Return each line of the items below that contains the string "long", copying the lines unchanged. Case counts.

# Materials provided:
>>>

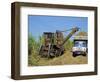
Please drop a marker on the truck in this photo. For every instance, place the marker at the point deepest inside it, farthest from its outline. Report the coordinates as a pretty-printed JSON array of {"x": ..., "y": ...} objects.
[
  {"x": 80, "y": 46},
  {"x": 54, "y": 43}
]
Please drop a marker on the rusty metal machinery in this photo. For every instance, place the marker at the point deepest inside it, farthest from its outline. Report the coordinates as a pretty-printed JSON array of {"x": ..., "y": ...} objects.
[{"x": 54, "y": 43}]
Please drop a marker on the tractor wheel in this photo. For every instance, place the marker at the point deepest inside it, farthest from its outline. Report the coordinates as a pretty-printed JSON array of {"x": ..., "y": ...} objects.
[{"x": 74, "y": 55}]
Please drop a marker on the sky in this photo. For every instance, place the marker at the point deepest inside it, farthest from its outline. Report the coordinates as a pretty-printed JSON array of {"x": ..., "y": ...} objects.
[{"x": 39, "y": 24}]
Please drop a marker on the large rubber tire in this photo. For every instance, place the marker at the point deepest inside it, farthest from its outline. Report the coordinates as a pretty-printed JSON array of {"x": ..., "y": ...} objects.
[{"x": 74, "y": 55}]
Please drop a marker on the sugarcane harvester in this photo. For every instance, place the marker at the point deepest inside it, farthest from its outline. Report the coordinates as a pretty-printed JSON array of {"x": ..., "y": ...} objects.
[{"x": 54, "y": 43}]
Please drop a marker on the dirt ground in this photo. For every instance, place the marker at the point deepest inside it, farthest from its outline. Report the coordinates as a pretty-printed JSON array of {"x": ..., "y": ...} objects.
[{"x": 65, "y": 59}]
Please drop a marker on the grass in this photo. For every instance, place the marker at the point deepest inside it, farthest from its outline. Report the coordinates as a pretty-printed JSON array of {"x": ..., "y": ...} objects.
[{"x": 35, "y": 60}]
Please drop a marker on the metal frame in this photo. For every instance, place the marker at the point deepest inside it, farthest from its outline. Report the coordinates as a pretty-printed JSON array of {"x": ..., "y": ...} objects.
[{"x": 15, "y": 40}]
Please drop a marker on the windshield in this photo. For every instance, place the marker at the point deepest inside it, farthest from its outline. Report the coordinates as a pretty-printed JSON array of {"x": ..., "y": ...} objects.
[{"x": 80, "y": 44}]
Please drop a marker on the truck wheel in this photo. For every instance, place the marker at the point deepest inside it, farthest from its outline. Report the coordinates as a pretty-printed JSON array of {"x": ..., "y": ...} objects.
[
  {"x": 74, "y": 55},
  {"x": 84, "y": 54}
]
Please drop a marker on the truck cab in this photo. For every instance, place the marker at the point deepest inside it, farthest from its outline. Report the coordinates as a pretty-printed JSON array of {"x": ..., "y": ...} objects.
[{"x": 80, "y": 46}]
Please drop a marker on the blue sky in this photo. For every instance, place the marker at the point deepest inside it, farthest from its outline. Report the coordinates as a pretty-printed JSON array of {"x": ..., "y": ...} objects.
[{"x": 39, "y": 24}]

<<<
>>>

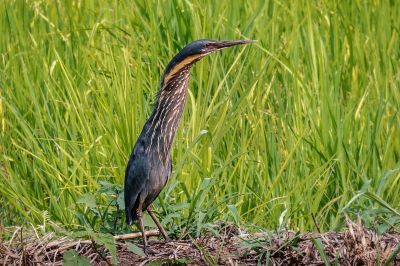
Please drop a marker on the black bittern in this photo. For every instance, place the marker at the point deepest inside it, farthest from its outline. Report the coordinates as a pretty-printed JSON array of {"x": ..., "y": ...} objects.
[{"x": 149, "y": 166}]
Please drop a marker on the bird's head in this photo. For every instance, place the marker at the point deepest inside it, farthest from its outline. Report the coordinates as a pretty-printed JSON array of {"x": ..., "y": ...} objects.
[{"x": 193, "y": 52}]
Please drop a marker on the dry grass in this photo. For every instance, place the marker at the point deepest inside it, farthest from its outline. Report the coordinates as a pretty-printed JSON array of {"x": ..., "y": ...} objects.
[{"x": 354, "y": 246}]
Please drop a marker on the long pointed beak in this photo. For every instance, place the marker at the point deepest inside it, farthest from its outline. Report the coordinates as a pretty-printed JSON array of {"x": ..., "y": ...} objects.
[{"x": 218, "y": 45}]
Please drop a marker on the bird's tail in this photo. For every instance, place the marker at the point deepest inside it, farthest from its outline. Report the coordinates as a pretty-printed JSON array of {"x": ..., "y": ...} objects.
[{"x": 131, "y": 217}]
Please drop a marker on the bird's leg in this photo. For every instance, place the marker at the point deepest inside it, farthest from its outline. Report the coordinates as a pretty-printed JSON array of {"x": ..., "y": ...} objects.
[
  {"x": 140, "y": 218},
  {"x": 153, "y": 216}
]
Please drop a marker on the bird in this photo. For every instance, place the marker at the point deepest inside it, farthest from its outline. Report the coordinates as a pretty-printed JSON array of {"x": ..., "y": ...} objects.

<<<

# Reply:
Please drop a marker on the long pointed beak in this photo. For every instance, place the marker at the point deepest inside it, farthest from its outline. Report the coordinates as a pretty-printed JSON array of {"x": ..., "y": ...} objects.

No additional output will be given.